[[ SELECTED EXTRACT open ]]
We must not blame appeals officers. I was long enough in Social Welfare to know, in relation to both doctors and appeals officers that they are the finest of men but it is the prevailing attitude in the Department that governs the decisions taken from time to time. Just now the claims of people and people already in receipt of benefit are being knocked by the hundred. Genuine cases of claimants and recipients are being knocked because there is a percentage of malingerers as there always has been. I do not know what is the position of a woman—I have a question down about it—whose doctor warns her that she must not work. She says she must live, that she can get no money and he says : "You are endangering your life; you may drop dead if you work". The social welfare doctor says she is fit to work and they cannot pay her. This is a case where doctors differ.
Let us not be too naïve and not admit that there are times when attitudes are different and the approach of officials is more lax than on other occasions. These periods of strict supervision seem to coincide with periods of stringency and difficult financial positions. That is not as it should be. I am sick talking about the attitude of social welfare investigation officers. I met a woman five days ago whose husband lost his pension while she was working as assistant housekeeper in the county home, St. Joseph's. When she became ill and had to go to hospital the pension was restored but the investigation officer called twice— once at 8.30 in the evening—to see if she had gone back to work. I presume that had she returned to work her husband's pension would have been cut again. The officer called in the evening because he suspected she was on the night shift. That is going a little too far and is not in keeping with a Department whose function it is to give benefits to people who are entitled to them. I am not attacking the individual who was carrying out his duty.
[[ SELECTED EXTRACT closed ]]
[[ GIVEN INFORMATION open ]]
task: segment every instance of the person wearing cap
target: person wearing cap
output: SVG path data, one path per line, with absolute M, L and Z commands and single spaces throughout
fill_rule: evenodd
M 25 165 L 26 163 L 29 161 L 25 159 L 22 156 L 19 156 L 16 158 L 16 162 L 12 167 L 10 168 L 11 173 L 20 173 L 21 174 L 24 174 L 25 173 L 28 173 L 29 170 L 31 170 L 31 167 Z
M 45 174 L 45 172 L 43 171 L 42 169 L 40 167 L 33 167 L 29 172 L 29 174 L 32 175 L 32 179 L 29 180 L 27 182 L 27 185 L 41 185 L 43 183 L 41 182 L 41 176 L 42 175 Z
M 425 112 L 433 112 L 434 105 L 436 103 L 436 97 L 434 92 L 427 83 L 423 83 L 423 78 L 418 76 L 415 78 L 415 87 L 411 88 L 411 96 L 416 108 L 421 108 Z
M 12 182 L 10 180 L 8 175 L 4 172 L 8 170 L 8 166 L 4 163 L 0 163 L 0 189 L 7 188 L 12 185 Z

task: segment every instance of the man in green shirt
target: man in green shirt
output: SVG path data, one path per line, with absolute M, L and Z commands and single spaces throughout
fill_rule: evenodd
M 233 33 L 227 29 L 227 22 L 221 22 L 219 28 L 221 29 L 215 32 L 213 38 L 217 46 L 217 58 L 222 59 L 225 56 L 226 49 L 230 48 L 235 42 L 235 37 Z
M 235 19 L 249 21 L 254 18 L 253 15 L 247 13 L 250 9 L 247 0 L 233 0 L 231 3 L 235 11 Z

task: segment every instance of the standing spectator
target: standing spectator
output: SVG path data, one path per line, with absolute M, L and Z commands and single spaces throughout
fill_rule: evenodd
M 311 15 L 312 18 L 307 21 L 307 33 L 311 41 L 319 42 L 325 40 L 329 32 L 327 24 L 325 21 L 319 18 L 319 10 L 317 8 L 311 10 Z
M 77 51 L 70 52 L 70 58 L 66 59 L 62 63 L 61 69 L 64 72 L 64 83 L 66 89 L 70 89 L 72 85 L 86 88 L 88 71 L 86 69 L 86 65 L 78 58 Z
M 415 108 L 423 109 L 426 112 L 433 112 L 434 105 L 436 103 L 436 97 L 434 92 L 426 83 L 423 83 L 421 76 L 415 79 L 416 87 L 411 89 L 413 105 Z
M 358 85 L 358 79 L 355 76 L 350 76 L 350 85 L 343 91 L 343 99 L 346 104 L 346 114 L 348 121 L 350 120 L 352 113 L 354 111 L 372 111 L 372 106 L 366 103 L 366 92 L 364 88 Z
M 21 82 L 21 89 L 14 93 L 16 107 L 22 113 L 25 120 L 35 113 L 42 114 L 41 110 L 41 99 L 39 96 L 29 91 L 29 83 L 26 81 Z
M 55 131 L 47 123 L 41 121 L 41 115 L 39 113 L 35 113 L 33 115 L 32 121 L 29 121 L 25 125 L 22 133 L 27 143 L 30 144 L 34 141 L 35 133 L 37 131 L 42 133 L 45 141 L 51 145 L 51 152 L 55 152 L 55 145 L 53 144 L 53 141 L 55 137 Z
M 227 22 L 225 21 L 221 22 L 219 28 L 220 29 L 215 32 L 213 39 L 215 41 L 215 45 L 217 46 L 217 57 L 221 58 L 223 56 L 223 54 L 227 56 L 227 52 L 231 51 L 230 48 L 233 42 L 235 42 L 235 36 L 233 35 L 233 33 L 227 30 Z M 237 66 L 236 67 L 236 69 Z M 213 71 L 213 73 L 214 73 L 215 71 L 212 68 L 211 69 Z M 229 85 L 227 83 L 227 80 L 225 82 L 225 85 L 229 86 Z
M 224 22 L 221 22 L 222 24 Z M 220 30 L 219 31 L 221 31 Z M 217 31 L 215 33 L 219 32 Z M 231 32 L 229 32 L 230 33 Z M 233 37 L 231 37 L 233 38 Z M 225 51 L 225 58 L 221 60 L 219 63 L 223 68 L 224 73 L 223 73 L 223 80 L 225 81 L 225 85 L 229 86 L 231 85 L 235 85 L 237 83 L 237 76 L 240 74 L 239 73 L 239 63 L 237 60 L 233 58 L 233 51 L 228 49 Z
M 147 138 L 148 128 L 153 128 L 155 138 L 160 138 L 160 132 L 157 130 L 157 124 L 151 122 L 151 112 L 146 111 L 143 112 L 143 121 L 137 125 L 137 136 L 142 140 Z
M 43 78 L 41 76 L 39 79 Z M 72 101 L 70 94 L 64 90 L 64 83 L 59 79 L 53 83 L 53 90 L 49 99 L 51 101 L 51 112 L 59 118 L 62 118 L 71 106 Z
[[ GIVEN INFORMATION closed ]]
Reproduce verbatim the portion of the social welfare passage between "We must not" and "where doctors differ.", inclusive.

FINISHED TASK:
We must not blame appeals officers. I was long enough in Social Welfare to know, in relation to both doctors and appeals officers that they are the finest of men but it is the prevailing attitude in the Department that governs the decisions taken from time to time. Just now the claims of people and people already in receipt of benefit are being knocked by the hundred. Genuine cases of claimants and recipients are being knocked because there is a percentage of malingerers as there always has been. I do not know what is the position of a woman—I have a question down about it—whose doctor warns her that she must not work. She says she must live, that she can get no money and he says : "You are endangering your life; you may drop dead if you work". The social welfare doctor says she is fit to work and they cannot pay her. This is a case where doctors differ.